◆ DESCRIPTION OF THE TASK: Would you retype the listing below word for word, without any of its pictures?

◆ DATA TO USE:
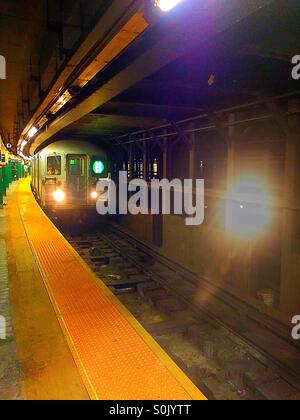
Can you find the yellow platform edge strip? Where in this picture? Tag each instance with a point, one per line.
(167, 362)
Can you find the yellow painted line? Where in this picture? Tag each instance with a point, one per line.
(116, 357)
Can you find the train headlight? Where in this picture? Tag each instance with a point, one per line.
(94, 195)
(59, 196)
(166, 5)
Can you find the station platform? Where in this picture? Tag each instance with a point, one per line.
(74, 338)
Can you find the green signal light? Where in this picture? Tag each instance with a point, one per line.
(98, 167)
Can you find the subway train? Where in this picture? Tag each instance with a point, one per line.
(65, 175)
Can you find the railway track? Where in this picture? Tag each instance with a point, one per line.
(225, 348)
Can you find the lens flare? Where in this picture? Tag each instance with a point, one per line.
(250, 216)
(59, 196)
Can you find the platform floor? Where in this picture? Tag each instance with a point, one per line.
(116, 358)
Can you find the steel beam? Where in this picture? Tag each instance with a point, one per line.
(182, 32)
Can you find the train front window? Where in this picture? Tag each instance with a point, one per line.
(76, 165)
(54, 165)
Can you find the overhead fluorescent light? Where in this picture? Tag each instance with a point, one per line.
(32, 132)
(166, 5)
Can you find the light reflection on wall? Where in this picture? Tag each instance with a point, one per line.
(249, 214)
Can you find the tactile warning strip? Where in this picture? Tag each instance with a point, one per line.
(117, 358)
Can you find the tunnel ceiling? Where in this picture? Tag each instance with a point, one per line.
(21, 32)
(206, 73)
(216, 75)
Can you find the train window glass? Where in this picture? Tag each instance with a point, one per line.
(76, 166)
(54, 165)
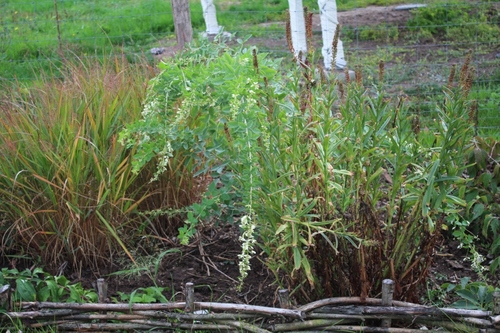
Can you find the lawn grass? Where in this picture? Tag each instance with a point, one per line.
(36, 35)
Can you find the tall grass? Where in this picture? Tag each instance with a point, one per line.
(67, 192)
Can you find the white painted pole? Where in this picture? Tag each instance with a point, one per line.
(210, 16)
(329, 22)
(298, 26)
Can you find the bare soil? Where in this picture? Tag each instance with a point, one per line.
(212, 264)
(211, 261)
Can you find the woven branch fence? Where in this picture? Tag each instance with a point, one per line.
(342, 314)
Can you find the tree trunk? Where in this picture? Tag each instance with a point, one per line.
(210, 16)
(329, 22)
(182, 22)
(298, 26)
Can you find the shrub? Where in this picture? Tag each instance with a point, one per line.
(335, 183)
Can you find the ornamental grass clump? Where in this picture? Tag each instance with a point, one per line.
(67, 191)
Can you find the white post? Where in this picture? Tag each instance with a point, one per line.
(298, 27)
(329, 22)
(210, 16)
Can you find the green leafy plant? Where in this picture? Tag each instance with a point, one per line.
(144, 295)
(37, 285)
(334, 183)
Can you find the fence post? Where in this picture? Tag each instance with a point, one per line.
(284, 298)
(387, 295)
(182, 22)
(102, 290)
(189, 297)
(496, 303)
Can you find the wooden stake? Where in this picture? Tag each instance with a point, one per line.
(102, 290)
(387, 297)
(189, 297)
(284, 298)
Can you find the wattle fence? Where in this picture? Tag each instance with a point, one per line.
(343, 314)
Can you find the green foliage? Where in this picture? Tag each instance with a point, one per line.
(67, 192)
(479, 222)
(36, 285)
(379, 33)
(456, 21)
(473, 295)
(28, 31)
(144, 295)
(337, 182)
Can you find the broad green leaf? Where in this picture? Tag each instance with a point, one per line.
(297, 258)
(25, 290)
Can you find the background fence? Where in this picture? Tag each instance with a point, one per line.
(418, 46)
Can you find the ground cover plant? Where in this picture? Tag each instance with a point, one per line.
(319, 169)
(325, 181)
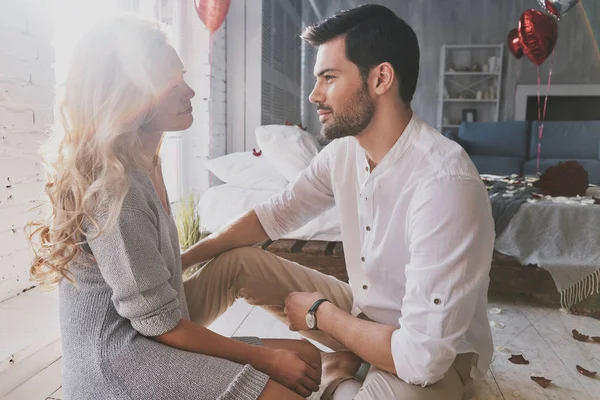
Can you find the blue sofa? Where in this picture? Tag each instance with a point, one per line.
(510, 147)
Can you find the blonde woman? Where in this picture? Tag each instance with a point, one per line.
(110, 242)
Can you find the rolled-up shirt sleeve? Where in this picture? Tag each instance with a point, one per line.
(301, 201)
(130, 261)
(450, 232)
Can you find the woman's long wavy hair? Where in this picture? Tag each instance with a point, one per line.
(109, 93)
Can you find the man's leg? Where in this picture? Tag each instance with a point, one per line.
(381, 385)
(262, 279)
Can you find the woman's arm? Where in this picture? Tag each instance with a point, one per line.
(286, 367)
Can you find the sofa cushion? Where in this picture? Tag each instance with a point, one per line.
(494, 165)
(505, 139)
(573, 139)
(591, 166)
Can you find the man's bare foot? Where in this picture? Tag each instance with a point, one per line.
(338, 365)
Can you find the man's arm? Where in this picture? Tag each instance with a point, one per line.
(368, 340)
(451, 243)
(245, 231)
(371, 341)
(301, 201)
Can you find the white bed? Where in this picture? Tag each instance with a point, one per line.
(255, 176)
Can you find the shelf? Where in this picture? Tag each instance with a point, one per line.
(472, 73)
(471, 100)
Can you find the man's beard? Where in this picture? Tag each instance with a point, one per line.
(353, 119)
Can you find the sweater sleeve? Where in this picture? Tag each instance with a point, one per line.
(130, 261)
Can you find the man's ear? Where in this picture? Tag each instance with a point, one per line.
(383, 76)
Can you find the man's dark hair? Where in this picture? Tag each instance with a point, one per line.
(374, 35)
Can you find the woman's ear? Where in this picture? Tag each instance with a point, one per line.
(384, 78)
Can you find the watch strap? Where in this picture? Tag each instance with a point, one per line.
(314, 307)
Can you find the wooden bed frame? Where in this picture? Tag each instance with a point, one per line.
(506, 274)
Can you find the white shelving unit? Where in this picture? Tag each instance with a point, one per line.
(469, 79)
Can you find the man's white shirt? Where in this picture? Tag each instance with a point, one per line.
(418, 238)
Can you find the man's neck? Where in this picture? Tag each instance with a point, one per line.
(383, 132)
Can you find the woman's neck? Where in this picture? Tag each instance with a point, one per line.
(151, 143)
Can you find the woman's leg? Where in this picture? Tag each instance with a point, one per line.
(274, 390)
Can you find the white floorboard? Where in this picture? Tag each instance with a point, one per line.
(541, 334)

◆ ANSWER BOX:
Can you find the yellow platform edge strip? Where in this picture? Tag each instance with a point, one per line.
(167, 362)
Can you find the yellow painted line? Where in this picture? Tag each instance with a point, one per line.
(116, 357)
Can you find the train headlight? Where in this picture? Tag each instance with a point, one per line.
(94, 195)
(59, 196)
(166, 5)
Can you find the station platform? Where in this picture? Tag each instance with a point, one per line.
(74, 338)
Can you find the green signal light? Where in this picture? Tag each instance with a point, one per line.
(98, 167)
Can you find the subway train? Where in this picture? Tag each instance with a point, one per line.
(65, 175)
Can you find the railway track? Where in this picture? Tag each instance with a point, one per line.
(225, 348)
Can you find the lens flare? Where in this picture? Tag each instance with a point, one per line.
(250, 216)
(59, 196)
Can you find the platform floor? Where in this picture? Tag each instance with a point, one per line.
(116, 358)
Can you find the steel beam? Where in this picture? Tag each instance with a point, one per line.
(182, 32)
Can you find the train front window? Where in this picture? Tag each instance with a point, one per line.
(76, 165)
(54, 165)
Can you find the overhead fluorescent light? Where in this picture? Tag each instance with a point, one per line.
(32, 132)
(166, 5)
Can you find the light reflection on wall? Where in this picture? Tag each instance with a point, one per line.
(249, 214)
Can you find the tactile warning strip? Where in this picture? Tag each instance with a point, one per line.
(117, 358)
Can you find the tunnel ceiling? Where in this picture? Tag each instance with a point, one per line.
(21, 32)
(206, 73)
(216, 75)
Can you find the train window glass? Where in this picture? Tag each instance with a point, one per line.
(76, 166)
(54, 165)
Can you find the lawn grass? Where in this picture? Tag each instance with a point, one per line.
(36, 35)
Can you find the tall grass? Where in this picture? Tag each instance with a point, one per line.
(67, 192)
Can you find the white painted pole? Where in this picture? Tag each instance with a point, one per line.
(210, 16)
(329, 22)
(298, 26)
Can you find the bare soil? Where in this picture? Tag each instance with a point, one per line.
(212, 264)
(211, 261)
Can you find the woven branch fence? Where in this picture? Tag each instance with a point, one per line.
(342, 314)
Can you find the tree trunk? Where in this picture? Tag each instance with a point, one per line.
(210, 16)
(329, 22)
(182, 22)
(298, 26)
Can you find the shrub? Where in this picture? Tag each instance with a point, one per line.
(335, 183)
Can you find the ornamental grass clump? Where in this picture? Tag each instance with a point, one per line.
(67, 191)
Can you find the white post? Where in this picture? Tag each instance with a point, one per line.
(298, 27)
(329, 22)
(210, 16)
Can you find the green leafy plant? Where in this picture? Tag each instance with a point, one per line.
(144, 295)
(37, 285)
(334, 183)
Can you find the fence post? Where in this picture? Tag each instance with a point, one per line.
(284, 298)
(387, 295)
(182, 22)
(102, 290)
(189, 297)
(496, 303)
Can you find the wooden stake? Where in this picture? Tag each instance with a point, one per line.
(102, 290)
(387, 297)
(189, 297)
(284, 298)
Can you find the wattle fence? Where in this picture? Tag each instance with a point, one per line.
(343, 314)
Can you find the green foliage? Where in this picture? Tag each instance with a point, one per line.
(67, 192)
(479, 222)
(36, 285)
(379, 33)
(456, 21)
(473, 295)
(28, 31)
(144, 295)
(337, 182)
Can you find the broad green leaf? Where in this picture? Tag each instance with a point, one per line.
(297, 258)
(25, 290)
Can you find the background fence? Where in this picture? Tag each instance with a point, one per line.
(418, 46)
Can you find the ground cover plant? Where in this picture? Tag each instance with a point, one per line.
(319, 169)
(325, 181)
Can you find the blue sofa? Where in this picture? Tag each instance with a point, one per line.
(510, 147)
Can you find the blonde woman? Where in this picture? Tag each instance with a point, one per line.
(110, 242)
Can you find the rolled-up shirt sleeve? Where in this picture? Tag each instance with a point, one per line.
(301, 201)
(130, 261)
(450, 232)
Can you find the woman's long wavy hair? Where in this picture? Tag each instance with a point, one per line.
(109, 93)
Can you find the man's leg? Where in this picture? Tag each instance with a point, one per line.
(381, 385)
(262, 279)
Can you find the woman's arm? Where in this picture? Tag each instance with a point, one per line.
(286, 367)
Can you find the sofa cushion? Where in this picture? Tag each instance with a point, one per line.
(494, 165)
(505, 139)
(573, 139)
(591, 166)
Can you find the man's bare foot? Where in this picture? Tag each instance with a point, one per line.
(338, 365)
Can you find the man's arm? Where in this picture? Tag each instance with a point, one per line.
(368, 340)
(451, 243)
(245, 231)
(371, 341)
(301, 201)
Can you find the white bed? Where in this picture? Tag each instance with a point, one per line.
(255, 176)
Can you find the shelf? Where in this picture? Tag each instance with a point, one per line.
(472, 73)
(471, 100)
Can you find the man's beard? Where in this picture? Tag each instance with a point, one per line.
(353, 119)
Can you find the sweater sleeve? Where in this picture? Tag each instance with a point, one per line.
(130, 261)
Can you find the man's ear? Where in this picture? Tag each instance with a point, one per line.
(383, 76)
Can you find the man's dark hair? Where in this picture? Tag each instance with a point, one per line.
(374, 35)
Can you find the woman's ear? Where in this picture? Tag each instance with a point, one per line.
(384, 78)
Can you find the watch strap? Where in this picture? Tag each instance with a point, one per line.
(314, 307)
Can you find the wooden bed frame? Where in this picture? Tag each instance with a point, one per line.
(506, 274)
Can you find the white shelving unit? Where in this picture? Tag each instance with a point, one per line.
(469, 79)
Can you find the man's white shirt? Where in this picture? Tag each instance with a point, one per line.
(418, 238)
Can you find the man's neck? Where in this picture? Tag each instance with a point, one per line.
(383, 132)
Can you find the woman's neck? Where in this picture? Tag each instance with a point, one per line.
(151, 143)
Can you find the woman's leg? Where in this picture? Tag each instance with a point, one per line.
(274, 390)
Can you find the white floorboard? Where in this picture? Tag each instance with a point, one per line.
(541, 334)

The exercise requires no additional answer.